# dual etek motor conversion 4whell drive



## marto (May 30, 2008)

I been wandering around for a while now and decide to give my idea a try.
this is the Idea:
zubaru impreza four wheel drive.
take out motor and trans and shaft.(a lot off weight gain)
two differentials( very light in this car) with one etek 8HP each, one front wheels the other rear wheels.
differential ratio is 3.9:1 so the motor will reach full load rpm at 72v at 70mph.
18hp peak etek motors, will be this enough power?enough torque?
two kelly 84v 300v controllers with regen.
I will appreciate your help with this
Thanks.
M


----------



## marto (May 30, 2008)

I thought of this motors bacause they are very simmilar to ac motoers in efficiency and in regen, and ofcourse because they have more eficiency and torque at low rpm taht is the problem with series wound motors.
I think the final weight of the car is going to be around 2800 pounds, I wander how it will do with 16 hp continious.
also the room and the weight saved can allow for a genertor module so to increase range in the rare case it needs it.
I'm all about make the car functional for more then just local use.
look at the specs of this motor: http://www.enigmaindustries.com/PMG_132/PMG_132.htm


----------



## ElvishWarrior (Apr 10, 2008)

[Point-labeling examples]
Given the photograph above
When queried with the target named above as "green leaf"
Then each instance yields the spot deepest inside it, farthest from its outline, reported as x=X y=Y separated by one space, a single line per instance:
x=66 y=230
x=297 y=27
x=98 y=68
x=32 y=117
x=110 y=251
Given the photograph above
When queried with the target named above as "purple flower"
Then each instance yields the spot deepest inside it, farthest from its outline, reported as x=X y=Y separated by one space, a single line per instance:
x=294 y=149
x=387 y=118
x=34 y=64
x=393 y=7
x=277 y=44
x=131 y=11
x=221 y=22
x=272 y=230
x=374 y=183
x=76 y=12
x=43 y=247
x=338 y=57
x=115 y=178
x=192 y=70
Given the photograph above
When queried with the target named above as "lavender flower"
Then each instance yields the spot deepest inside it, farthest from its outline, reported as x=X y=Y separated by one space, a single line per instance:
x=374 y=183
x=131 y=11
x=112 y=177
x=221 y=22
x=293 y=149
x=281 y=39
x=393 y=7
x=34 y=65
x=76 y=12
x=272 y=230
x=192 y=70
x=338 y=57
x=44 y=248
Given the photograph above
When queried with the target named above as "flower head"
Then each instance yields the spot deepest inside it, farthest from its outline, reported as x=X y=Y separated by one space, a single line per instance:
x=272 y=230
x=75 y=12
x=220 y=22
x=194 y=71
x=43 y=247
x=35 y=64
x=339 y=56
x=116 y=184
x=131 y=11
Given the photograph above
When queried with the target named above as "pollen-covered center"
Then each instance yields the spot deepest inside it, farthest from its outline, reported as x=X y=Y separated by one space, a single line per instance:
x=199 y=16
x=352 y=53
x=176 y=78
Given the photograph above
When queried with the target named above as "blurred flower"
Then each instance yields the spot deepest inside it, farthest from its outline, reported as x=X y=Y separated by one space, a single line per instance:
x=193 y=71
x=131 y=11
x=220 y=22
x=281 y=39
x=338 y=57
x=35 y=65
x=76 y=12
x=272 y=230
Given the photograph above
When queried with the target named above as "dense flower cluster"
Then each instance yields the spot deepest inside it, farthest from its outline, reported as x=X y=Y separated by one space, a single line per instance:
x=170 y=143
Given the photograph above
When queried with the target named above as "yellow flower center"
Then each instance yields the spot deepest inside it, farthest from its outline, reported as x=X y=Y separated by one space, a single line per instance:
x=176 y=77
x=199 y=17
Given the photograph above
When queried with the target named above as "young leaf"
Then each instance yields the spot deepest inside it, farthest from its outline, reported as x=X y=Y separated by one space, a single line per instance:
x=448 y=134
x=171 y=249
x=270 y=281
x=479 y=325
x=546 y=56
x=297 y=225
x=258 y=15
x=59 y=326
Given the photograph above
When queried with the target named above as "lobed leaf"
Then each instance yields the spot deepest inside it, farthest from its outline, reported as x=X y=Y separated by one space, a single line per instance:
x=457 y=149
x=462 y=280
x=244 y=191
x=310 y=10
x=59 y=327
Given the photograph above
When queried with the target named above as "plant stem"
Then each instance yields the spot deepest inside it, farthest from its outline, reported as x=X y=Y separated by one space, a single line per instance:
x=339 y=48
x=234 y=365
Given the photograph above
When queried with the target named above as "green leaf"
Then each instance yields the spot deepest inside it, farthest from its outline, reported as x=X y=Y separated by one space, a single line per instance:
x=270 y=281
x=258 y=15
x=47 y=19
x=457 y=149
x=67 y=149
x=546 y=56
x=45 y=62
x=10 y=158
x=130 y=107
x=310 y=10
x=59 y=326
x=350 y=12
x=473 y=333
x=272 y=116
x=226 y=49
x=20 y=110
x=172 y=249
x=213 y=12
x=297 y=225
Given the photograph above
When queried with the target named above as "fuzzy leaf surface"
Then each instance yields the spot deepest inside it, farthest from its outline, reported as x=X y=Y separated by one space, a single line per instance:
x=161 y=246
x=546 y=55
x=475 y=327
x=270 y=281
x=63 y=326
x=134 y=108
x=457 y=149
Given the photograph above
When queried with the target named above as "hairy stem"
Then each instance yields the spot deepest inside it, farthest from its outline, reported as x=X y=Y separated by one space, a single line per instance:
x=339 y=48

* [What this exercise asks]:
**1.** Answer these questions from the thread on the dual Etek motor conversion:
(a) What differential ratio does the first post give?
(b) Around what final weight does the second post expect for the car?
(c) According to the second post, what could the saved room and weight allow for?
**2.** Reproduce the passage from the motor conversion thread starting at "this is the" and ending at "controllers with regen.".

* [Answers for this exercise]:
**1.**
(a) 3.9:1
(b) Around 2800 pounds
(c) A generator module to increase range

**2.**
this is the Idea:
zubaru impreza four wheel drive.
take out motor and trans and shaft.(a lot off weight gain)
two differentials( very light in this car) with one etek 8HP each, one front wheels the other rear wheels.
differential ratio is 3.9:1 so the motor will reach full load rpm at 72v at 70mph.
18hp peak etek motors, will be this enough power?enough torque?
two kelly 84v 300v controllers with regen.